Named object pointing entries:
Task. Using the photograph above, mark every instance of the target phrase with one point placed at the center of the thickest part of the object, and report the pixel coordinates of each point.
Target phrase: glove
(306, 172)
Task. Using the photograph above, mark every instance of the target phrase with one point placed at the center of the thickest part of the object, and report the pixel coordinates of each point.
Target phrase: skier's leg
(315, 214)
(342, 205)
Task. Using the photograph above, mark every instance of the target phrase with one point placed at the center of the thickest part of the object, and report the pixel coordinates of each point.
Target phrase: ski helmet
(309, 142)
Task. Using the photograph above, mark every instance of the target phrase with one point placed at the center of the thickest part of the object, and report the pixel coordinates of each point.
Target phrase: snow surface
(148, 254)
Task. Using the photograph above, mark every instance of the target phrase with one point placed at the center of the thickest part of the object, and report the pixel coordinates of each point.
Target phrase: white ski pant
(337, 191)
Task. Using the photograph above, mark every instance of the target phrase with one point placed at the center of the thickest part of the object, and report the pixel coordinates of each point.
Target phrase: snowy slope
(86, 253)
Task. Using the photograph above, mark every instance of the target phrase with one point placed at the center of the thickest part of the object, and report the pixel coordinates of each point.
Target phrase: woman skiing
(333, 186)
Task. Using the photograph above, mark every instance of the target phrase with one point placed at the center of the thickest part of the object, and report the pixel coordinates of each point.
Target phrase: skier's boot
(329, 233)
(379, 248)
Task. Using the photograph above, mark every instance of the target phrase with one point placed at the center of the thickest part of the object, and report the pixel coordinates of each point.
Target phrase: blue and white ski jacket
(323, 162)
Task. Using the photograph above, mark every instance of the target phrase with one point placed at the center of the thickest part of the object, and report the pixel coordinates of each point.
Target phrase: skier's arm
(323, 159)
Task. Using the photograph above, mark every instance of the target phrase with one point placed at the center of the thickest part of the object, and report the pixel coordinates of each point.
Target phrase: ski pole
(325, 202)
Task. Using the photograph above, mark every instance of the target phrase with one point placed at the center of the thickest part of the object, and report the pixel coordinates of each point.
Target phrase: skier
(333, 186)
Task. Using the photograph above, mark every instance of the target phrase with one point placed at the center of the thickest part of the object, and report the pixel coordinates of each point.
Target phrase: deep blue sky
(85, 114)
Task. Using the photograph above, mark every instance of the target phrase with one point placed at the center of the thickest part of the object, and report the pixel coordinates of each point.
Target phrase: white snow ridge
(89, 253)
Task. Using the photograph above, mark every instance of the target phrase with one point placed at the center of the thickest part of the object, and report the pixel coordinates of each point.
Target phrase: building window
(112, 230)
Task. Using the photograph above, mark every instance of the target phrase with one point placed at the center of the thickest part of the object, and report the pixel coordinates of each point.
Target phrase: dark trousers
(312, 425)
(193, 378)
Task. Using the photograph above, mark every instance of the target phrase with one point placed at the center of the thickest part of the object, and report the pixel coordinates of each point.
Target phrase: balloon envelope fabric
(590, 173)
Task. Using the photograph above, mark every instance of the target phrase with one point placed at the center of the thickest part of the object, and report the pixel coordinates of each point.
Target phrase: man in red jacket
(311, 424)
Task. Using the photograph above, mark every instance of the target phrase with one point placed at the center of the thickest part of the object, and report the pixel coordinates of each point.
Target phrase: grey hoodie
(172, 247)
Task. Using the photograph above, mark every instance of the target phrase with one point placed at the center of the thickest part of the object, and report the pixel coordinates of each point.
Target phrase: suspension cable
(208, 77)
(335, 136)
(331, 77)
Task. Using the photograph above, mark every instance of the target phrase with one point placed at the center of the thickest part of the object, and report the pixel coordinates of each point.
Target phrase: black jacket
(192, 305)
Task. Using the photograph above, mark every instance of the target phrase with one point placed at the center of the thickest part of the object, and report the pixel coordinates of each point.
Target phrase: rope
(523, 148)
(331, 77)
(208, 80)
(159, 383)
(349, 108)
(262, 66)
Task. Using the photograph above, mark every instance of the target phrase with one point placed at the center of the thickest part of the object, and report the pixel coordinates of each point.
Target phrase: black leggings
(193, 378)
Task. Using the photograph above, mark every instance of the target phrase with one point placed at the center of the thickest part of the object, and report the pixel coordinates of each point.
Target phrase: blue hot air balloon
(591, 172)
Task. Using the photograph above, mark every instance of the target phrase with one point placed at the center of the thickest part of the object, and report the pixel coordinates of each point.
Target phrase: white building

Description of the task:
Reproduce the data shown above exactly.

The result:
Task. Using the photograph above, mark every instance of the target phrase with one point placed at the center of the thickest part of the object, and report the pixel coordinates of each point.
Target phrase: glove
(306, 172)
Task. Using the photograph above, mark every instance of the target phrase with one point placed at the center of the thickest part of the object, and report the pixel coordinates of each point.
Target phrase: skier's leg
(315, 214)
(342, 205)
Task. Using the photograph above, mark every instance of the target phrase with one point placed at the center of the thickest part of the object, and report the pixel coordinates of each point.
Target phrase: ski helmet
(309, 142)
Task. Using the photograph above, mark every instance of the target phrase with one point placed at the center of the thickest part of the object, and report the pixel coordinates of each point.
Target phrase: snow surface
(148, 254)
Task. Using the photograph above, mark every instance of the target phrase with one point placed at the center of the thickest part of the object, and report the pixel coordinates of each point.
Target phrase: white ski pant
(337, 191)
Task. Using the photograph above, mark every instance of the target phrase with one point placed at the center of the thickest part of the object, and report the pixel coordinates of each point.
Target phrase: snowy slope
(86, 253)
Task. Using the photograph above, mark every instance of the target phrase with one point placed at the center of the thickest part of the object, and report the pixel coordinates of each point.
Target phrase: woman skiing
(333, 186)
Task. Using the photograph above, mark every instance of the target phrase with one point placed at the center of the thickest part of the object, and report the pixel coordinates of each point.
Target phrase: skier's boot
(329, 233)
(379, 248)
Task. Using the photograph above, mark every instance of the target phrase with one point placed at the center of the thickest part of the object, and report the pixel coordinates of each point.
Target phrase: blue and white ski jacket
(323, 162)
Task. Using the photograph above, mark every instance of the target phrase with one point placed at the center of the thickest part of the object, and report the pixel coordinates of each point.
Target phrase: skier's arm
(323, 159)
Task. Using the photograph above, mark every instance of the target phrase with one point placed at the center of the thickest part of the object, and report the pixel coordinates of each point.
Target phrase: ski pole
(325, 202)
Task. Using the photograph above, mark every instance of the target phrase with one point placed at the center of the thickest part of the object, and report the pixel coordinates of each point.
Target phrase: skier
(333, 186)
Task. Using the photograph above, mark every instance of the target phrase with one point placed at the center of the thickest part of the object, and report the pixel coordinates of each point.
Target phrase: deep blue sky
(85, 114)
Task. Using the photograph above, mark every instance of the target phrase with one point placed at the center of the thickest part of the object, and report the pixel coordinates of each point.
Target phrase: white snow ridge
(89, 253)
Task. Using the photograph above, mark every instance of the target phrase with one point placed at the center of the thickest part of the object, and report the pixel coordinates of each point.
Target phrase: building window
(112, 230)
Task. Using the photograph above, mark every instance of the target phrase with one point placed at the center of the thickest part of the object, and report the pixel coordinates of each point.
Target phrase: dark trousers
(312, 425)
(193, 378)
Task. Using the photograph above, mark every instance of the target phrase with one point placed at the center of the thickest part of the object, and report the pixel coordinates of each point.
Target phrase: balloon envelope fabric
(590, 173)
Task. Using the photograph above, mark every instance of the target phrase with one point placed at the center of the thickest part of the object, and report the pixel coordinates of each point.
Target phrase: man in red jacket
(311, 424)
Task. Using the photograph above, mark every instance of the target phrase with one point placed at the center of the thickest part of the object, and report the pixel coordinates of each point.
Target phrase: grey hoodie
(172, 247)
Task. Using the photograph above, mark every instance of the target phrase with one point placed at the center of the thickest part of the object, and report the pixel coordinates of each point.
Target phrase: suspension cable
(208, 77)
(335, 136)
(331, 77)
Task. Using the photograph above, mark every instance of the target phrase with one point placed at the center of the thickest part of the object, and report the pixel coordinates of each point.
Target phrase: black jacket
(192, 305)
Task. Using the photograph above, mark every instance of the target phrase with one point placed at the center of the thickest part of the object, and report the pixel coordinates of each point.
Target phrase: rope
(523, 148)
(331, 77)
(208, 80)
(159, 383)
(349, 108)
(262, 66)
Task. Using the photograph above, mark every instance of the target phrase with one point placed at the center of the thickest part of the object, and report the pixel coordinates of each point.
Target phrase: black leggings
(193, 378)
Task. Using the photograph above, mark every instance of the target phrase with one point placed at the center of the thickest part of the object, and report the pixel coordinates of each point.
Target phrase: blue hot air balloon
(591, 172)
Task. Using the photograph above, mark every instance of the target phrase with one point placed at the center of the thickest part of the object, and report the pixel coordinates of each point.
Target phrase: white building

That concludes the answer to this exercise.